§ **Exercise inputs**
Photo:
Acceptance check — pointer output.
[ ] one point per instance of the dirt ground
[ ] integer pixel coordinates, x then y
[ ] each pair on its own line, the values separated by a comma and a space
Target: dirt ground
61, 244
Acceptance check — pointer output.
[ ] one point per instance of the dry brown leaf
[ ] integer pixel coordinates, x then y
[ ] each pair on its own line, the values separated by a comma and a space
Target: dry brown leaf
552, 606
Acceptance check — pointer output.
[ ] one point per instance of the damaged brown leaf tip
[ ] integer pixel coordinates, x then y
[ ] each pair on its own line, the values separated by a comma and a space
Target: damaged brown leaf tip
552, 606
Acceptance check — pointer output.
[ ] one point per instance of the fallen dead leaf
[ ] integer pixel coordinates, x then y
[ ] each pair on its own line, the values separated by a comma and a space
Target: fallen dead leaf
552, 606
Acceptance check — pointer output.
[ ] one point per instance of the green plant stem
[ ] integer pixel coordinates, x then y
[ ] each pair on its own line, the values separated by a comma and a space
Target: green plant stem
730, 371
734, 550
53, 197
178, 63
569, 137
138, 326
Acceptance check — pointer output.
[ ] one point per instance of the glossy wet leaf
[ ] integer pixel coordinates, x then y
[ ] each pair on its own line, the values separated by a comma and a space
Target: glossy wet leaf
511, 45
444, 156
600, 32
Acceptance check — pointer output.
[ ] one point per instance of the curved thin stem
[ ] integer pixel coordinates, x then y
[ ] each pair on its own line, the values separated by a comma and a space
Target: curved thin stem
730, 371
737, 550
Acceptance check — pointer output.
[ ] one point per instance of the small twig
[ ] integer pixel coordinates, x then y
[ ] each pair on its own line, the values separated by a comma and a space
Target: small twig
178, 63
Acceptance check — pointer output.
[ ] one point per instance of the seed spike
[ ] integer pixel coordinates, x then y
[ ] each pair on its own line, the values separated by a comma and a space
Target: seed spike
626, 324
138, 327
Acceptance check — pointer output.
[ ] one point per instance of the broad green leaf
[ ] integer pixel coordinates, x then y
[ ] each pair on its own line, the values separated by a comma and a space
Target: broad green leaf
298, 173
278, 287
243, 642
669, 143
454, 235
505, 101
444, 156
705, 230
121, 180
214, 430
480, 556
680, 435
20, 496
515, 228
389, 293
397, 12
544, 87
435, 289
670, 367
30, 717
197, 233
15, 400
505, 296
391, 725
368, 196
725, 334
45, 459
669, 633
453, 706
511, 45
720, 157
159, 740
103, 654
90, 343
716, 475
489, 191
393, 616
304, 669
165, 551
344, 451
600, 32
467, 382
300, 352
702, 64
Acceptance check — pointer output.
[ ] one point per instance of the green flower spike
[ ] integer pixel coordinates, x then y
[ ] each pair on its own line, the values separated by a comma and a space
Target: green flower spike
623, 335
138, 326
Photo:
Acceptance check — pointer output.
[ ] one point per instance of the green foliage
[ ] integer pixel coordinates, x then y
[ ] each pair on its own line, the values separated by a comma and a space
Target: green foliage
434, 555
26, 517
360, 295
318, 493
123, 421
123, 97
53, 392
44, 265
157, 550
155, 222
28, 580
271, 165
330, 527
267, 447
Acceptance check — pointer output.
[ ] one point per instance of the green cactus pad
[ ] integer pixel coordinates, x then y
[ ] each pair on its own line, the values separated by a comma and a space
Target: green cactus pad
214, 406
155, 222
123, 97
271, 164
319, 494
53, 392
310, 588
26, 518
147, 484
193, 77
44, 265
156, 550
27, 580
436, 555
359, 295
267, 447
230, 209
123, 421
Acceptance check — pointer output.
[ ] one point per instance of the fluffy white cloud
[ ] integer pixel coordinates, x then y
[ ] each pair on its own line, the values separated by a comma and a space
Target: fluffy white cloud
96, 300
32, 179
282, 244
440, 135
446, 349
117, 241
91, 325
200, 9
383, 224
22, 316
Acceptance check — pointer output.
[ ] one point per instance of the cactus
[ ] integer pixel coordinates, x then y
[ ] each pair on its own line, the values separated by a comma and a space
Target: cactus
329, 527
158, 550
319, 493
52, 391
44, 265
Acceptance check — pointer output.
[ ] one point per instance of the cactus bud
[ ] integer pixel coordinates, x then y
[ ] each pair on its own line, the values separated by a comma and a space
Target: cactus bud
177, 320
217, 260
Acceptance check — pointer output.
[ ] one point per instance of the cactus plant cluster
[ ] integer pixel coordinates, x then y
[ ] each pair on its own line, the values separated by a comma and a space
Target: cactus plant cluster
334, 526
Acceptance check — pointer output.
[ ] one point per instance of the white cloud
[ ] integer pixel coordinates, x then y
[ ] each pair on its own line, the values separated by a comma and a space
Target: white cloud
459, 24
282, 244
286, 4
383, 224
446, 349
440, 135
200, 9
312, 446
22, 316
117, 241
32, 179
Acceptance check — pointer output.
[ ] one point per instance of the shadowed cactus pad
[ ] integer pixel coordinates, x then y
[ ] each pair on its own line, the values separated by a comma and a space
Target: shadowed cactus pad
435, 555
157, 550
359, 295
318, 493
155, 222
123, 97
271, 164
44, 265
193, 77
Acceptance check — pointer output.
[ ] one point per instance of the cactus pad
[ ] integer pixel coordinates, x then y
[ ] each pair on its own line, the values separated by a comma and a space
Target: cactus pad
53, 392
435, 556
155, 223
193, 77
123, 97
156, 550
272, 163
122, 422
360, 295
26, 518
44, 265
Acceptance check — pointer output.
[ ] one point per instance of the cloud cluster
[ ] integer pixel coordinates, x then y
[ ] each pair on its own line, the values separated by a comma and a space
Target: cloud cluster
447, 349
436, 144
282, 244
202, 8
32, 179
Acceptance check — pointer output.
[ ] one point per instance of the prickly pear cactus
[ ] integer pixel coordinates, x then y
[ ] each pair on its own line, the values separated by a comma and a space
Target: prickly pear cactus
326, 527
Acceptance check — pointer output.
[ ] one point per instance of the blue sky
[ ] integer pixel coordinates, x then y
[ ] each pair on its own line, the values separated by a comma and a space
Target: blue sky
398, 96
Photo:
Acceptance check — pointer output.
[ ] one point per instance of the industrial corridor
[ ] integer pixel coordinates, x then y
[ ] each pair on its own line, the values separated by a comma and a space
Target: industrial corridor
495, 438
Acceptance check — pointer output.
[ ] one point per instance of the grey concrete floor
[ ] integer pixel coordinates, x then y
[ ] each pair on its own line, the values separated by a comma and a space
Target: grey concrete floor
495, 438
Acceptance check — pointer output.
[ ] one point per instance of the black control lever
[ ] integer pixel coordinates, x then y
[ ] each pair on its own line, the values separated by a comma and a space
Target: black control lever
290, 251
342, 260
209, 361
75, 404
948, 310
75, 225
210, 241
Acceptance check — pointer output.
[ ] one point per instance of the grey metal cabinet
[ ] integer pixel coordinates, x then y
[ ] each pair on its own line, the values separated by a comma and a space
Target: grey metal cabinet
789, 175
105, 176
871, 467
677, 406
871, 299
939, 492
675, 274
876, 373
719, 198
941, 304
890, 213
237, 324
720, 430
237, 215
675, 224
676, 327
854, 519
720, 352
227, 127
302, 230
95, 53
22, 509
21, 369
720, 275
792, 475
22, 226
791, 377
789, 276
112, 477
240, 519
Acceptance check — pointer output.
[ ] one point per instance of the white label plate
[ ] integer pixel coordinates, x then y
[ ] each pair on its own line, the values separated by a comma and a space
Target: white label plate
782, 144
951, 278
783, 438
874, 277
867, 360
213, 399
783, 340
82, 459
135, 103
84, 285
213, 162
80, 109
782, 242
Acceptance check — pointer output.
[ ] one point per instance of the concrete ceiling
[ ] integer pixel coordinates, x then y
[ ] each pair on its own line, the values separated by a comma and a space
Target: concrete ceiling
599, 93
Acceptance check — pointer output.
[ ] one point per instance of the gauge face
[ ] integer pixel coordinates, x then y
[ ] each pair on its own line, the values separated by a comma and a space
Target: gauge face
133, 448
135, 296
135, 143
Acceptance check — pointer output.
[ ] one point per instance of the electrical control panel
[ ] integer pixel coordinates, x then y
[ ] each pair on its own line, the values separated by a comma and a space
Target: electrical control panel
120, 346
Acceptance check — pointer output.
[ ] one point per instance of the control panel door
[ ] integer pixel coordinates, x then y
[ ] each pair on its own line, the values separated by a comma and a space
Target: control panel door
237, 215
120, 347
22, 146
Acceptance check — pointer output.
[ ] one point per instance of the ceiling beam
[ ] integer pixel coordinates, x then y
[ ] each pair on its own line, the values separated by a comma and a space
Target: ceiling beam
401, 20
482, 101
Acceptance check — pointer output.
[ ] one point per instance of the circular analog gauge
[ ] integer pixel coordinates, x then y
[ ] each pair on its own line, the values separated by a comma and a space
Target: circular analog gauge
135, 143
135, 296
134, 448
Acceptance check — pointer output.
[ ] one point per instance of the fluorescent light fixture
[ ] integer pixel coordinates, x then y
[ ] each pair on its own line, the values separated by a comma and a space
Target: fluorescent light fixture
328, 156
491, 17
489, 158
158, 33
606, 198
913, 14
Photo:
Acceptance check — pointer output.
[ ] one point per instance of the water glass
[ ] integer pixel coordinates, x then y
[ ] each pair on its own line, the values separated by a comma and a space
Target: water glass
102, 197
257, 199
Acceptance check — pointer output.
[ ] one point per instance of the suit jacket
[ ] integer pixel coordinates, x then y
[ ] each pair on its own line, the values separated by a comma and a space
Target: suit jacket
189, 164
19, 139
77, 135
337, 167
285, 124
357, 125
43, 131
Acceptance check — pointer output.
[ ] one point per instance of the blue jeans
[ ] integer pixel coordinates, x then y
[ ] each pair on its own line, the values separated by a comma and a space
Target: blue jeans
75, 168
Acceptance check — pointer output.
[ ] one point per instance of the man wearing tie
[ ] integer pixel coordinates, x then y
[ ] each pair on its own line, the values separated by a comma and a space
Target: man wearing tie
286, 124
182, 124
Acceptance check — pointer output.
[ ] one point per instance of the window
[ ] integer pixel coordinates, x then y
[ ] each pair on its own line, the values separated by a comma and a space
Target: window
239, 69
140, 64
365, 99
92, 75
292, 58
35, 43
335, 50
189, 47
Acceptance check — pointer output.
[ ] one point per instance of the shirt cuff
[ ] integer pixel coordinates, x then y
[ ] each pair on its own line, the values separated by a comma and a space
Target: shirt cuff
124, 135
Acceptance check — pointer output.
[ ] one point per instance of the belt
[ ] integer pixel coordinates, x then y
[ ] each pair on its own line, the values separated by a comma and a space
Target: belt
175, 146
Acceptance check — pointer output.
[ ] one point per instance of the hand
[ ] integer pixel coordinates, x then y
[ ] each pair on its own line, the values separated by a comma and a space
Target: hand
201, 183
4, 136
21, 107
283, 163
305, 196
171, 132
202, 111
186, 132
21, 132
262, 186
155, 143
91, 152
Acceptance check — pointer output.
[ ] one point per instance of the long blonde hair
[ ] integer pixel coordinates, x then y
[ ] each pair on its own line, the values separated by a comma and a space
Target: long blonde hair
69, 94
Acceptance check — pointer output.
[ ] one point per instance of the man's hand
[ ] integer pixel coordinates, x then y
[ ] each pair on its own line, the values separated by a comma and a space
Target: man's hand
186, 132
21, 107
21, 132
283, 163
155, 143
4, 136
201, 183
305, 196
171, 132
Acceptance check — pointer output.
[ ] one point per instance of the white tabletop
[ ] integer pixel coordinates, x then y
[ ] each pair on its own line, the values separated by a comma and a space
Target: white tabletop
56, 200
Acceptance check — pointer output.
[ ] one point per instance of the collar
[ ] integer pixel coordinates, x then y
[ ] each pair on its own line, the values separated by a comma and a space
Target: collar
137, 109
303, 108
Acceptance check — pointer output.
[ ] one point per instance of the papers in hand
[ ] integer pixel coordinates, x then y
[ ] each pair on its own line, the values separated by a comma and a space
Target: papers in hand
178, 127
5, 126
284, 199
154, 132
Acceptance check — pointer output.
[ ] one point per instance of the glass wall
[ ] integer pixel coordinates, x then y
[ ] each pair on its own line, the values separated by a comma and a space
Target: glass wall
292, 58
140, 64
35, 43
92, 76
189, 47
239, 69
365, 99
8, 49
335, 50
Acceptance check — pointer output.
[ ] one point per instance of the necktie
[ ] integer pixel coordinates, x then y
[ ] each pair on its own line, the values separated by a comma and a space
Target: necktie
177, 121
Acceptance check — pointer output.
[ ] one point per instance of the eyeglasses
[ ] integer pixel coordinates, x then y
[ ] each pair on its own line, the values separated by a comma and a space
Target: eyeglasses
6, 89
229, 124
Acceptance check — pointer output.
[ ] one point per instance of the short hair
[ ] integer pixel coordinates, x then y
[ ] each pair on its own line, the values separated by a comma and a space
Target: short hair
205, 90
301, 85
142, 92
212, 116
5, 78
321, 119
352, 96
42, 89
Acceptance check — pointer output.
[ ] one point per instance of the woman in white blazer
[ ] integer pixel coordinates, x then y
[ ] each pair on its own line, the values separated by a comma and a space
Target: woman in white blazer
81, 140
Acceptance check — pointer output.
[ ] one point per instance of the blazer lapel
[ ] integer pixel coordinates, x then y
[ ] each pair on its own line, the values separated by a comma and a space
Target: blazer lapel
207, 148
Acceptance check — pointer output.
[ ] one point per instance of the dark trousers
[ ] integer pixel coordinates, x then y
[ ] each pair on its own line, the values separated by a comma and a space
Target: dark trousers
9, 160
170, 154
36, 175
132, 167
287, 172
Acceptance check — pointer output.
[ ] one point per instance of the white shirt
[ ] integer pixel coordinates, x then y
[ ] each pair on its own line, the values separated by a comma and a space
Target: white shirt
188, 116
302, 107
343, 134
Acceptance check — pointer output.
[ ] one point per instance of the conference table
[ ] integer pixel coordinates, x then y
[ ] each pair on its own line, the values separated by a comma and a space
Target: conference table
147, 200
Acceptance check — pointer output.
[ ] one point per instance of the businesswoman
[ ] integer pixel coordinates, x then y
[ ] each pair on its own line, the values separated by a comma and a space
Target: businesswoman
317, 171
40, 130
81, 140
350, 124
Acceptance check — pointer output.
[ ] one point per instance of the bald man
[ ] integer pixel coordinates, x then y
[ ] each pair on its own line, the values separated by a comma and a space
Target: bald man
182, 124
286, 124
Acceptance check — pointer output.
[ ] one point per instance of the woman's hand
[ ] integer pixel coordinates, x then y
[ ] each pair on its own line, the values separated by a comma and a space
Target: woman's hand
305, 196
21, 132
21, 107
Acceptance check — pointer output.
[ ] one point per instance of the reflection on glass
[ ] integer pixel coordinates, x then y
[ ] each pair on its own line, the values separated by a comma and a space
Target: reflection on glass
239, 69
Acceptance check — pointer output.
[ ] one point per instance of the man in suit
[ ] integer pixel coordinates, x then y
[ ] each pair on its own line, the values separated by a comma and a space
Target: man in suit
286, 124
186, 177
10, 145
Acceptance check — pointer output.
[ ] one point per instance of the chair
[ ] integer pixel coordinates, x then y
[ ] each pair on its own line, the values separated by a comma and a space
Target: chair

§ **Try it**
Where the string "chair" turns up in a line of the data above, copy that whole line.

§ **Solution to this problem**
[ ] one point per instance of the chair
Target: chair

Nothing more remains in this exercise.